Repeat every entry word for word, skipping the pictures.

■ **EXTRACTED RECORDS**
[Start]
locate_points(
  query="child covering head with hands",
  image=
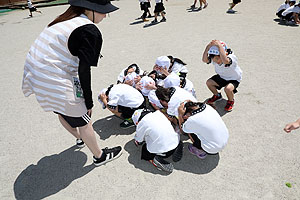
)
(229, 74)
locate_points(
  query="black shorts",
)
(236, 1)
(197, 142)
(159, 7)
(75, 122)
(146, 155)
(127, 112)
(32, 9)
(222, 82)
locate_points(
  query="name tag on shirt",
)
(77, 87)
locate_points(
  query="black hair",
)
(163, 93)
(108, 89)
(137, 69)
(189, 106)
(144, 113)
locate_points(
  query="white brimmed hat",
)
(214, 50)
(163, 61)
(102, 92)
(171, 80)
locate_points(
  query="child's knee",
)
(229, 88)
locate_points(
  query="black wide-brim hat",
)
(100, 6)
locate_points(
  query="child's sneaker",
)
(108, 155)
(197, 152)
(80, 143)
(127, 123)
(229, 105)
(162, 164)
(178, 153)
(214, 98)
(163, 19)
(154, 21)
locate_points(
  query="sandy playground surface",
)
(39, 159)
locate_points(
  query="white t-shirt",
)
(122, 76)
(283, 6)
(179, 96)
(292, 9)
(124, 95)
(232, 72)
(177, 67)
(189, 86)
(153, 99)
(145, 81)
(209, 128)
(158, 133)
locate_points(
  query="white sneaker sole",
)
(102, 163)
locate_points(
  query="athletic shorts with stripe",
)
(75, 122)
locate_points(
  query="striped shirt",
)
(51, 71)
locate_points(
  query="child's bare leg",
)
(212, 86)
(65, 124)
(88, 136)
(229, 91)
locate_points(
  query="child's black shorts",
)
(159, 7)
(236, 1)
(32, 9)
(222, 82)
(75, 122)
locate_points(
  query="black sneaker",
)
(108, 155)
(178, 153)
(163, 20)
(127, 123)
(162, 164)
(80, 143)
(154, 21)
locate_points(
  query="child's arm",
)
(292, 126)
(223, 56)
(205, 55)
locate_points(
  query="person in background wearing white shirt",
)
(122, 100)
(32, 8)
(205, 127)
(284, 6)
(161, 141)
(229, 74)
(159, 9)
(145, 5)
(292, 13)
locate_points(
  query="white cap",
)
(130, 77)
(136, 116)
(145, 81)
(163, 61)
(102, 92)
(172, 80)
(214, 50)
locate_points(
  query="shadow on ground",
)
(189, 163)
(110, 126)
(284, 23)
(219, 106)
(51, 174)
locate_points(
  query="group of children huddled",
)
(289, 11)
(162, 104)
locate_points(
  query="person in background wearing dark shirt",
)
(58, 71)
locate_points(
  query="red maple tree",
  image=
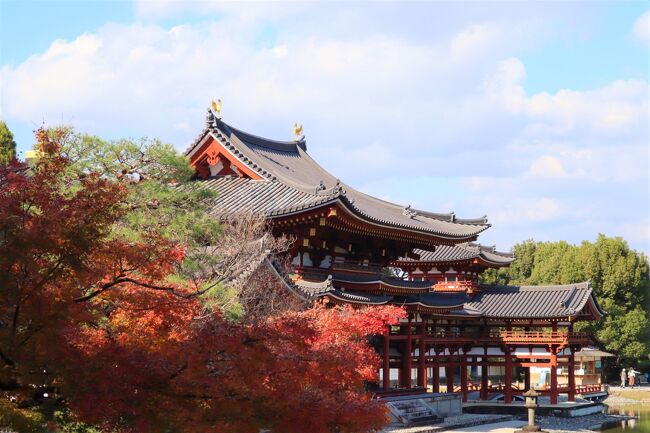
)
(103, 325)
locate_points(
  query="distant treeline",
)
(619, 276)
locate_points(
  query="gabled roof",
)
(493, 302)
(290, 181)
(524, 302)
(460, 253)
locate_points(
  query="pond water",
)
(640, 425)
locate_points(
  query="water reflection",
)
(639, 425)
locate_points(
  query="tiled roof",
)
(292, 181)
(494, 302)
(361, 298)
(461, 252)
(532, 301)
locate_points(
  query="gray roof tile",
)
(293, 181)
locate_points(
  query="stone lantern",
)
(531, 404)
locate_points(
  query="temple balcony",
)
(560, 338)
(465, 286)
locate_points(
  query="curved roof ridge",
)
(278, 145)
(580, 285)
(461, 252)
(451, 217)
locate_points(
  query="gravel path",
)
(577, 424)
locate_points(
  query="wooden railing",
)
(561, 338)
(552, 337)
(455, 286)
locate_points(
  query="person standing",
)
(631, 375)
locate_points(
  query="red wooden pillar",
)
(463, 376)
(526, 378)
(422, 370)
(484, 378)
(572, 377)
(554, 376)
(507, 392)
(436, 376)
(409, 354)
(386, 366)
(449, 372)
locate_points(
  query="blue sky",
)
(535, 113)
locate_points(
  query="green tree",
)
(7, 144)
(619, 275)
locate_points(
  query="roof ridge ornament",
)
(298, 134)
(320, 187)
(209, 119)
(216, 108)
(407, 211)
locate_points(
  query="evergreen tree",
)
[End]
■ **ANSWER TO THIS EXERCISE**
locate_points(
  query="child covering head with hands",
  image=
)
(229, 74)
locate_points(
  query="black shorts",
)
(236, 1)
(197, 142)
(159, 7)
(75, 122)
(146, 155)
(127, 112)
(32, 9)
(222, 82)
locate_points(
  query="name tag on shirt",
)
(77, 87)
locate_points(
  query="black hair",
)
(163, 93)
(108, 89)
(137, 69)
(189, 106)
(144, 113)
locate_points(
  query="white brimmed hat",
)
(214, 50)
(163, 61)
(102, 92)
(171, 80)
locate_points(
  query="child's knee",
)
(229, 88)
locate_points(
  query="black wide-brim hat",
)
(100, 6)
locate_points(
  query="child's sneaker",
)
(108, 155)
(197, 152)
(80, 143)
(127, 123)
(229, 105)
(162, 164)
(178, 153)
(214, 98)
(163, 19)
(154, 21)
locate_points(
  query="sandy playground surface",
)
(39, 159)
locate_points(
  query="white t-shirt",
)
(122, 76)
(283, 6)
(179, 96)
(292, 9)
(124, 95)
(232, 72)
(177, 67)
(189, 86)
(153, 99)
(145, 81)
(209, 128)
(158, 133)
locate_points(
  query="white sneaker sole",
)
(102, 163)
locate_points(
  query="athletic shorts with stripe",
)
(75, 122)
locate_points(
  query="striped shirt",
)
(51, 71)
locate_points(
  query="child's bare leg",
)
(212, 86)
(65, 124)
(88, 136)
(229, 91)
locate_points(
  query="child's black shorts",
)
(159, 7)
(236, 1)
(32, 9)
(222, 82)
(75, 122)
locate_points(
  query="black sneaker",
)
(108, 155)
(178, 153)
(163, 20)
(127, 123)
(162, 164)
(80, 143)
(154, 21)
locate_points(
  query="child's arm",
)
(292, 126)
(223, 56)
(205, 55)
locate_points(
  query="person in background wearing white shirt",
)
(122, 100)
(32, 8)
(205, 127)
(284, 6)
(161, 141)
(229, 74)
(159, 9)
(145, 5)
(292, 13)
locate_points(
  query="white cap",
)
(130, 77)
(136, 116)
(145, 81)
(163, 61)
(102, 92)
(172, 80)
(214, 50)
locate_points(
  query="shadow on ground",
)
(189, 163)
(110, 126)
(284, 23)
(219, 106)
(51, 174)
locate_points(
  query="group of children huddled",
)
(289, 11)
(162, 104)
locate_points(
  query="person in background wearing dark shirt",
)
(58, 71)
locate_points(
  query="red maple tree",
  image=
)
(103, 325)
locate_points(
  query="distant treeline",
)
(619, 276)
locate_points(
  query="gabled roof",
)
(493, 302)
(290, 181)
(524, 302)
(460, 253)
locate_points(
  query="pond water",
)
(640, 425)
locate_points(
  query="water reflection",
)
(639, 425)
locate_points(
  query="tiled roof",
)
(292, 181)
(494, 302)
(361, 298)
(461, 252)
(532, 301)
locate_points(
  query="gray roof tile",
)
(293, 181)
locate_points(
  query="stone lantern",
)
(531, 404)
locate_points(
  query="temple balcony",
)
(560, 338)
(465, 286)
locate_points(
  query="curved roof ridge",
)
(278, 145)
(580, 285)
(461, 252)
(451, 217)
locate_points(
  query="gravel path",
)
(577, 424)
locate_points(
  query="wooden railing",
)
(561, 338)
(552, 337)
(455, 286)
locate_points(
  query="person standing",
)
(631, 375)
locate_points(
  query="red wooden pillar",
)
(463, 376)
(526, 378)
(422, 370)
(484, 378)
(572, 377)
(554, 376)
(507, 392)
(436, 376)
(409, 354)
(386, 366)
(449, 372)
locate_points(
  query="blue sky",
)
(535, 113)
locate_points(
  query="green tree",
)
(7, 144)
(619, 275)
locate_points(
  query="roof ridge ornament",
)
(298, 134)
(320, 187)
(209, 119)
(216, 108)
(407, 211)
locate_points(
  query="evergreen tree",
)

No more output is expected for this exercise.